**Aim of the exercise**
Nothing in the data may be changed; retype all of it.

Items from a dataset:
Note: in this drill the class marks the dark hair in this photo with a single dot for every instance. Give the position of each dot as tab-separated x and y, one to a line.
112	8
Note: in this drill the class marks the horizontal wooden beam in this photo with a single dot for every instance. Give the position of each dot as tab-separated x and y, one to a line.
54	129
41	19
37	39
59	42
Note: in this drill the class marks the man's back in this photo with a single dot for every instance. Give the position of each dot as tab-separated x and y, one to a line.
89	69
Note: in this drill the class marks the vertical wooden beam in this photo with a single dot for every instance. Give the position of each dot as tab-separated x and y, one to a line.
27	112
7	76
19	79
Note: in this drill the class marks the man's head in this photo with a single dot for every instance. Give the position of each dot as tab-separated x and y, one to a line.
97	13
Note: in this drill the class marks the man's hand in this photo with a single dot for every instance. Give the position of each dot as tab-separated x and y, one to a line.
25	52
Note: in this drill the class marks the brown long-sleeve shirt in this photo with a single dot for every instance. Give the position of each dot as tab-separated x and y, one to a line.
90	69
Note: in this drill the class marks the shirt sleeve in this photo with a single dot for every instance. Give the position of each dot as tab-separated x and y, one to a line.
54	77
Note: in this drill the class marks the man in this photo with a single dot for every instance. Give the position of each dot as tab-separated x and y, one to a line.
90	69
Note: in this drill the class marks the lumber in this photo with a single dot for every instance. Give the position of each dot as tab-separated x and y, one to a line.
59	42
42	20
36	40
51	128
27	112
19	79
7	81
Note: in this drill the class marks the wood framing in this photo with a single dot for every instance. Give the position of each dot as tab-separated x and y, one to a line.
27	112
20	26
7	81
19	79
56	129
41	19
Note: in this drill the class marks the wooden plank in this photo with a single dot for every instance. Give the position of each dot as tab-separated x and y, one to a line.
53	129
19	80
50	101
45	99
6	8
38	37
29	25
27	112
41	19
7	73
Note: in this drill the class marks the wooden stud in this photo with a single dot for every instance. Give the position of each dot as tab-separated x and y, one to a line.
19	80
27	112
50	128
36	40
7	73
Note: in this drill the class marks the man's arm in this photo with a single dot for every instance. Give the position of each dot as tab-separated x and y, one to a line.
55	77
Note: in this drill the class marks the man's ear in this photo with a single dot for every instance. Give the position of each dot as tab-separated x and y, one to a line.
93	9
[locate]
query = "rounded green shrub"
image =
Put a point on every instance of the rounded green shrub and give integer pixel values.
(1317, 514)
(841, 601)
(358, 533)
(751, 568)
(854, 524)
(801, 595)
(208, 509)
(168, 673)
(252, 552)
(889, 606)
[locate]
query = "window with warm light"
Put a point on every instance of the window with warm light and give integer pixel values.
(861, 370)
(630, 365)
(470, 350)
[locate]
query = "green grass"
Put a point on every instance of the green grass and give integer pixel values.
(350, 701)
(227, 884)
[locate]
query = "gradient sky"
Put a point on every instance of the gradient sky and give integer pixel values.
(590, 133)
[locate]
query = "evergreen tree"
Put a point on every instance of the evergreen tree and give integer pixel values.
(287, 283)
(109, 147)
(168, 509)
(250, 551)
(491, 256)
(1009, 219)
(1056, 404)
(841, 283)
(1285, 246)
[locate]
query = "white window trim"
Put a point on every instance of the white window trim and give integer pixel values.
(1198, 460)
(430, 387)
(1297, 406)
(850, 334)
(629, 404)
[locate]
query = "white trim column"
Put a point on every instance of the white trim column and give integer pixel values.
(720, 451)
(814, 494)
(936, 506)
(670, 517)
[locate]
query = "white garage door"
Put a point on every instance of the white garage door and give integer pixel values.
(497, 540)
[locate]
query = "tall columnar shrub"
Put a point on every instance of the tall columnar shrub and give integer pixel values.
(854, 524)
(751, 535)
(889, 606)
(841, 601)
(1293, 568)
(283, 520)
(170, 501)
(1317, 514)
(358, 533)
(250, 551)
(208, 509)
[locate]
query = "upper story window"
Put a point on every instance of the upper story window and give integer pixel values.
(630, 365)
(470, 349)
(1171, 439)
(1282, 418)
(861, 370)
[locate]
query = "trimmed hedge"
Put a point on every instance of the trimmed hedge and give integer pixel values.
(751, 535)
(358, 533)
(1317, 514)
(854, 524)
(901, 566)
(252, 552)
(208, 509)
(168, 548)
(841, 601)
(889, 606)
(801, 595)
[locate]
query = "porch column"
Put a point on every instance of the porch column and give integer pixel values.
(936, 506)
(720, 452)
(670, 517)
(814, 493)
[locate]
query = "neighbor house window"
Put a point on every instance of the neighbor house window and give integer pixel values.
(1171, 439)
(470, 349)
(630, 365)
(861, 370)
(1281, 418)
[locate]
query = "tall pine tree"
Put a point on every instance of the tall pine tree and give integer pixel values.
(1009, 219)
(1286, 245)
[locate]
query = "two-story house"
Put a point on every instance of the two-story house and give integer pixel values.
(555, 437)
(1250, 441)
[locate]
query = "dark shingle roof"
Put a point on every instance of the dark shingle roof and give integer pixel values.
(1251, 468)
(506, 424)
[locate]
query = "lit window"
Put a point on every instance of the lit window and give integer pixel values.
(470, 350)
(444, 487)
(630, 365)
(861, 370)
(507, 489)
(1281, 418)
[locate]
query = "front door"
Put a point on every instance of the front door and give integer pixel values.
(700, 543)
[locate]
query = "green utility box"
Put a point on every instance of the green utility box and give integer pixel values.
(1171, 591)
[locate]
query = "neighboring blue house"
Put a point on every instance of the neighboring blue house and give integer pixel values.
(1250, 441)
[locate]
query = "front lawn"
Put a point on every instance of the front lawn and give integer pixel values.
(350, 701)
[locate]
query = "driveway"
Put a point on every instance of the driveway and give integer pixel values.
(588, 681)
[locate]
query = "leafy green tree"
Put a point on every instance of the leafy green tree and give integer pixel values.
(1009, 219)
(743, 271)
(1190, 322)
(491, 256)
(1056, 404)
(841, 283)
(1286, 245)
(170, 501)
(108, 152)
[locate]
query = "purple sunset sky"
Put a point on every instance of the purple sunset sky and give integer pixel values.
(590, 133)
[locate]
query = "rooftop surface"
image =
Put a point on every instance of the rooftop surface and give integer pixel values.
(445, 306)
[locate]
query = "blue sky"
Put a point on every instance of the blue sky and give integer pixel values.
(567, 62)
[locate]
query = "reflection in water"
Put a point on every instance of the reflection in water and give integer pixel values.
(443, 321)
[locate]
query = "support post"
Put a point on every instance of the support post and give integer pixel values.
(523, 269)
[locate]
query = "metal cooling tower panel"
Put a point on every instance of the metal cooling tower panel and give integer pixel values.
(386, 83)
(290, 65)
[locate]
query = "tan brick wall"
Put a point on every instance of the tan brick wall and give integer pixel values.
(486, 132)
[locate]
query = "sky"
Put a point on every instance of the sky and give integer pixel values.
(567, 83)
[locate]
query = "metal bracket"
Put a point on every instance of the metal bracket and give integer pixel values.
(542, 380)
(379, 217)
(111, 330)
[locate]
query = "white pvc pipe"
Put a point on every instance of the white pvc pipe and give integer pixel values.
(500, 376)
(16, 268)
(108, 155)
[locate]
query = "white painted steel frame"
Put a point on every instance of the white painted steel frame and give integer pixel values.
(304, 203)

**Your response**
Note: in this drill the class marks the dark hair in this photo with a single dot for every instance. Give the position of each dot as tab-separated x and y, one to a line.
112	8
Note: in this drill the class marks the horizontal wooden beam in this photo with a single dot for every instance. Give the position of each dot as tab-separated x and y, one to a line.
54	129
41	19
37	39
59	42
Note: in this drill the class marks the man's back in this photo with a single dot for every instance. Give the position of each dot as tab-separated x and y, one to a line.
89	69
Note: in this drill the class marks the vertical wooden beam in this photo with a single dot for every instance. Give the position of each dot as tab-separated x and y, one to a line.
27	112
7	76
19	79
Note: in this drill the class marks the man's head in this photo with a single dot for every instance. Give the position of each dot as tab-separated x and y, one to a line.
97	13
Note: in this drill the class marks the man's hand in this photo with a single dot for every instance. Give the position of each dot as tab-separated x and y, one to a line.
25	52
Note: in this drill the class marks the brown long-sleeve shirt in this photo with a single dot for every instance. Give the position of each dot as tab-separated x and y, one to a line.
90	69
Note: in this drill the class marks the shirt sleeve in this photo with a single dot for every instance. Give the position of each dot as tab-separated x and y, one to a line.
54	77
Note: in this drill the class marks the man in this photo with a single dot for every instance. Give the position of each dot as tab-separated x and y, one to a line.
90	69
Note: in this drill the class marks the lumber in this photo with a single dot for every instance. Give the position of each dot as tab-separated x and y, one to a line.
59	42
42	20
36	40
51	128
27	112
19	79
7	81
Note: in this drill the class marks the wood framing in this photo with a single dot for every instance. Give the position of each dot as tab-separated x and y, one to a line.
27	112
20	26
7	81
19	79
56	129
41	19
Note: in this drill the class marks the wooden plank in this photo with a single dot for every instance. Give the position of each dot as tab-separated x and y, one to a line.
53	129
19	80
50	101
45	99
6	8
38	37
29	25
27	112
41	19
7	73
Note: in this drill the class marks the wooden stud in this photo with a single dot for every instance. Give the position of each dot as tab-separated x and y, one to a line.
19	80
27	112
50	128
36	40
7	73
Note: in this drill the class marks the man's arm in this photo with a single dot for every instance. Give the position of each dot as tab-separated x and y, one to a line.
55	77
Note: in this drill the class marks the man's ear in this photo with a single dot for every instance. Give the position of each dot as tab-separated x and y, one to a line.
93	9
[locate]
query = "rounded green shrub"
image =
Put a point on every instance of the rounded green shrub and give integer pixel values.
(1317, 514)
(841, 601)
(358, 533)
(751, 568)
(854, 524)
(801, 595)
(208, 509)
(168, 673)
(252, 552)
(889, 606)
[locate]
query = "window with warm light"
Put a point on every instance of the window with warm light and give integer pixel values.
(861, 370)
(630, 365)
(470, 350)
[locate]
query = "green grass"
Put a point on every instance of the green grass and give integer pixel values.
(350, 701)
(227, 884)
[locate]
query = "gradient sky"
Put a point on every instance of the gradient sky and give integer pixel values.
(590, 133)
[locate]
query = "evergreen tree"
Put a point on every instance of the evergreen tree and give integer pixel values.
(287, 283)
(109, 147)
(168, 509)
(250, 551)
(491, 256)
(1009, 219)
(1056, 404)
(841, 283)
(1285, 246)
[locate]
query = "white window trim"
Put a point on every instance of the white window trim and give integer pixel values.
(1198, 460)
(430, 387)
(1297, 406)
(850, 334)
(629, 404)
[locate]
query = "white trim column"
Put a point on every instance of the white trim column and give integer pixel values.
(720, 451)
(814, 494)
(936, 506)
(670, 517)
[locate]
query = "white garage door"
Put a point on every instance of the white garage door and give integer pixel values.
(497, 540)
[locate]
query = "tall columnar shrub"
Put a point on every instance of the tall columnar shrub and give integer pixel values.
(854, 524)
(751, 535)
(889, 606)
(841, 601)
(1293, 568)
(283, 520)
(170, 501)
(1317, 514)
(358, 533)
(250, 551)
(208, 509)
[locate]
query = "upper story window"
Put a point on every instance of the upper story window and give integer pixel values.
(630, 365)
(470, 349)
(1171, 439)
(1282, 418)
(861, 370)
[locate]
query = "trimmed hedge"
Put a point on every instance of the trimmed hedge and give integer pixel values.
(751, 535)
(358, 533)
(1317, 514)
(854, 524)
(901, 566)
(252, 552)
(208, 509)
(168, 548)
(841, 601)
(889, 606)
(801, 595)
[locate]
query = "porch column"
Put a point on every instance of the porch column and give integer pixel values.
(936, 506)
(720, 452)
(670, 517)
(814, 493)
[locate]
query = "neighbor house window"
Put a point on every instance of the neighbor house window and give integer pixel values.
(1171, 439)
(470, 349)
(630, 365)
(861, 370)
(1281, 418)
[locate]
query = "tall pine tree"
Put a point on every instance of the tall pine tree and give integer pixel values.
(1009, 219)
(1286, 245)
[locate]
query = "two-story house"
Put a point on every instance of the two-story house and give integer pixel values.
(555, 437)
(1250, 441)
[locate]
query = "dark shingle roof"
Put a point on every instance of the dark shingle roof and give integer pixel values.
(1251, 468)
(506, 424)
[locate]
query = "lit window"
Put a point on every instance of the lit window and give integer pixel values.
(470, 350)
(444, 487)
(630, 365)
(861, 370)
(507, 489)
(1281, 418)
[locate]
query = "front door"
Put a point on every instance of the front door and give integer pixel values.
(700, 543)
[locate]
query = "green utility box"
Put a point on every instance of the green utility box and give integer pixel values.
(1171, 591)
[locate]
query = "neighboring blue house"
Put a point on every instance of the neighboring blue house and give integer pixel values.
(1250, 441)
[locate]
query = "front lawn"
Put a point on every instance of the front lawn and give integer pixel values.
(350, 701)
[locate]
query = "driveway"
Put a point on every instance of the driveway and give integer pixel values.
(588, 681)
[locate]
query = "leafy green tree"
Put a point on every instance of the leafy green tree and give integer pixel values.
(1009, 219)
(743, 271)
(1190, 322)
(491, 256)
(1056, 404)
(841, 283)
(1286, 245)
(170, 501)
(108, 152)
[locate]
query = "purple sunset sky"
Put a point on every instance of the purple sunset sky and give integer pixel values.
(590, 133)
[locate]
query = "rooftop surface"
image =
Put a point on every instance of the rooftop surface and give integer pixel values.
(445, 306)
[locate]
query = "blue sky"
Put a point on every instance of the blue sky and give integer pixel values.
(567, 62)
[locate]
query = "reflection in water"
Put a point on every instance of the reflection in water and give integer pixel values.
(443, 321)
[locate]
query = "support post"
Put a point on every instance of the support post and give integer pixel values.
(523, 269)
[locate]
query = "metal cooling tower panel"
Put a point on every instance of the metal cooling tower panel and give integer pixel values.
(386, 83)
(290, 65)
[locate]
query = "tan brick wall"
Put a point on every instance of the tan brick wall and give integer pixel values.
(486, 132)
[locate]
query = "sky"
Put a point on every instance of the sky and give integer pixel values.
(567, 83)
[locate]
query = "metal bracket"
Put a point on every instance of the metal bracket and give integer pixel values.
(542, 380)
(379, 217)
(111, 330)
[locate]
query = "white pvc pipe"
Put a point on every instance of the white pvc pipe and give integer pixel values.
(500, 376)
(16, 268)
(108, 155)
[locate]
query = "white painted steel frame"
Put a point on every instance of the white painted steel frame and give integer pixel values.
(304, 203)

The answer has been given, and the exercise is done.